> WHAT YOU SHOULD DO:
Extract each line of the data below exactly as written.

> INFORMATION PROVIDED:
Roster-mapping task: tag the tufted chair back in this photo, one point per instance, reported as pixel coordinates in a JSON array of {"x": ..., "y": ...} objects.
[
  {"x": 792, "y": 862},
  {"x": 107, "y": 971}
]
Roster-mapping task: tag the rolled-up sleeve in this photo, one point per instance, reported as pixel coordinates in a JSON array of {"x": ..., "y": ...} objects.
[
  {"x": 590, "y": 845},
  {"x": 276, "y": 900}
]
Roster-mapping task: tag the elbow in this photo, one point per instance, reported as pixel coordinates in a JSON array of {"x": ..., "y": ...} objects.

> EXERCISE RESPONSE:
Roster-mapping task: tag the tufted chair back in this photo, one point per instance, reported as pixel coordinates in a JSON array of {"x": ..., "y": ...} objects.
[
  {"x": 792, "y": 862},
  {"x": 107, "y": 971}
]
Roster-mapping task: tag the rolled-up sleeve in this photo, one point per instance, reported as pixel coordinates in a JSON array of {"x": ..., "y": ...} objects.
[
  {"x": 590, "y": 845},
  {"x": 276, "y": 900}
]
Roster-mapping task: tag the elbow in this photo, one point per instance, reported as pixel coordinates in a JSON array of {"x": ..., "y": ...} objects.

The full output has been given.